Task instructions:
Copy out the lines in the records below without changes, beginning at the line that contains "Exercise. Point out the shirt collar" and continuing through the end of the records. Leave the pictures out of your copy.

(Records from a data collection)
========

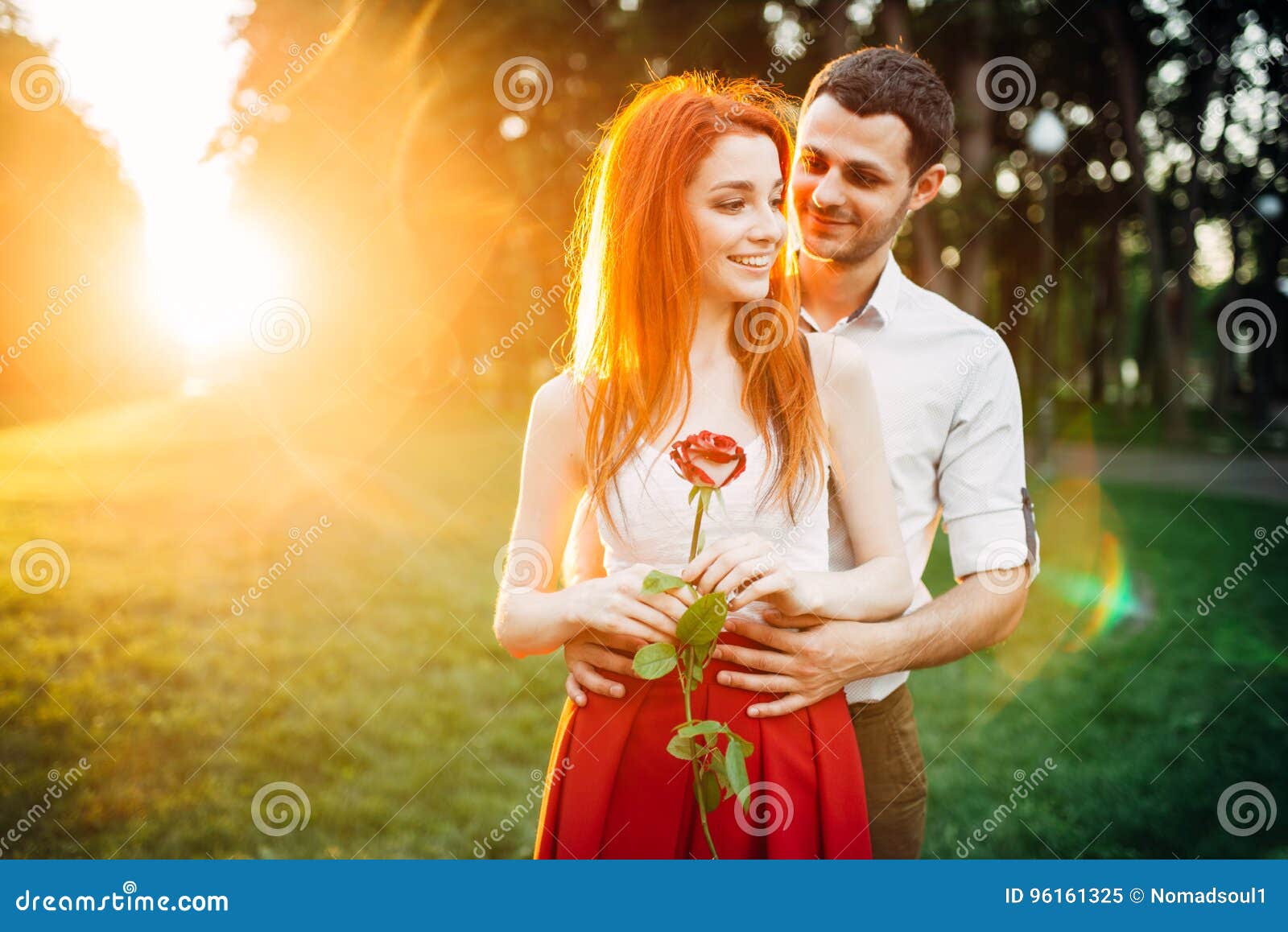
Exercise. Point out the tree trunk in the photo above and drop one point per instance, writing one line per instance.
(976, 138)
(1118, 27)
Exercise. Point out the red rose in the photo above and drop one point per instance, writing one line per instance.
(710, 460)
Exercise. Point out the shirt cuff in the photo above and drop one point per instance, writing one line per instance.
(993, 541)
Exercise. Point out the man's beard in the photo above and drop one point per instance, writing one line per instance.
(865, 242)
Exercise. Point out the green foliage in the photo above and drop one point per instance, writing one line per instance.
(654, 661)
(702, 621)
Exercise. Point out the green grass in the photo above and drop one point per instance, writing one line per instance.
(367, 674)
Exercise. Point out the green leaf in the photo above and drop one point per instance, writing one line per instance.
(708, 792)
(654, 661)
(657, 581)
(744, 744)
(684, 748)
(702, 621)
(736, 769)
(718, 768)
(705, 728)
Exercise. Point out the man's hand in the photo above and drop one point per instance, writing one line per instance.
(805, 666)
(589, 657)
(819, 659)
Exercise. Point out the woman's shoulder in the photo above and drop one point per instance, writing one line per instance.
(557, 405)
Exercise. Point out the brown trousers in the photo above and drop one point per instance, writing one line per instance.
(894, 773)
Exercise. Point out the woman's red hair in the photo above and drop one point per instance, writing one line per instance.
(635, 296)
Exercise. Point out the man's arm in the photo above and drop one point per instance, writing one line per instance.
(992, 545)
(815, 662)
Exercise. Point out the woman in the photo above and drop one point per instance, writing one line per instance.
(679, 245)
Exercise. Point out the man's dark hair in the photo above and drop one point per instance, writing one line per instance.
(889, 80)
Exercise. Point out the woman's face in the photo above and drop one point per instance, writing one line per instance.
(736, 201)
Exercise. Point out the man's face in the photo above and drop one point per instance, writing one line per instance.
(852, 186)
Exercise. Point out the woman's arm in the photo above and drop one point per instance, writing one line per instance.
(880, 584)
(532, 617)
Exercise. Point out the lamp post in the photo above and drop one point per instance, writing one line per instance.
(1045, 138)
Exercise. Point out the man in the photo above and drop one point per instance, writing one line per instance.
(873, 131)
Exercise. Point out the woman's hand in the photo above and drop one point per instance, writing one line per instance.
(749, 568)
(615, 605)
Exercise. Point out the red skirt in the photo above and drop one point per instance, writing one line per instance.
(612, 790)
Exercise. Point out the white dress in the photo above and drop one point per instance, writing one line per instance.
(654, 520)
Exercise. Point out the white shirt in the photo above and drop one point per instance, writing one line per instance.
(953, 431)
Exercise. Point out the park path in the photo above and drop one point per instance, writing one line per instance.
(1249, 475)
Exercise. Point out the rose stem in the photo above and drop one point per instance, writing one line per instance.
(688, 707)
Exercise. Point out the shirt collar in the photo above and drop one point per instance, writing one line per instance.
(882, 304)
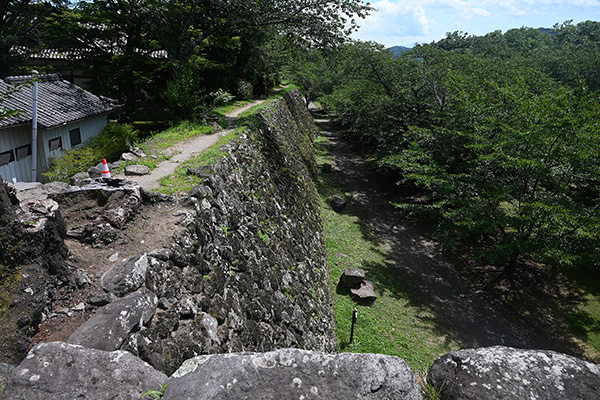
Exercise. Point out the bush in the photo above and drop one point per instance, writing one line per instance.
(221, 98)
(114, 140)
(244, 90)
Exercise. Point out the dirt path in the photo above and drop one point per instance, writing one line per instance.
(473, 318)
(187, 149)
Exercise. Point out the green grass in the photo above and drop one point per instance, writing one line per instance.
(585, 318)
(167, 138)
(181, 181)
(397, 323)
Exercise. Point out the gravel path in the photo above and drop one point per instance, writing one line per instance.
(472, 317)
(187, 149)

========

The response:
Exercise. Point out the shirt collar in the photo above and drop one point per instance, writing one line per instance.
(882, 304)
Exercise. Point out the bush in the photo above and drop one point per instance, writing one line per instance.
(221, 98)
(114, 140)
(244, 90)
Exercise. Point out the dirt path in the photo above and drop one point per instance, writing one line per instance.
(473, 318)
(187, 149)
Exercise. Point out the green grass in the photo above and drop one point per instance, writing one line per instance.
(585, 318)
(167, 138)
(181, 181)
(397, 323)
Exercise. Point out the gravel path in the photo above and drop one point per instance, writing one line per instance.
(472, 317)
(187, 149)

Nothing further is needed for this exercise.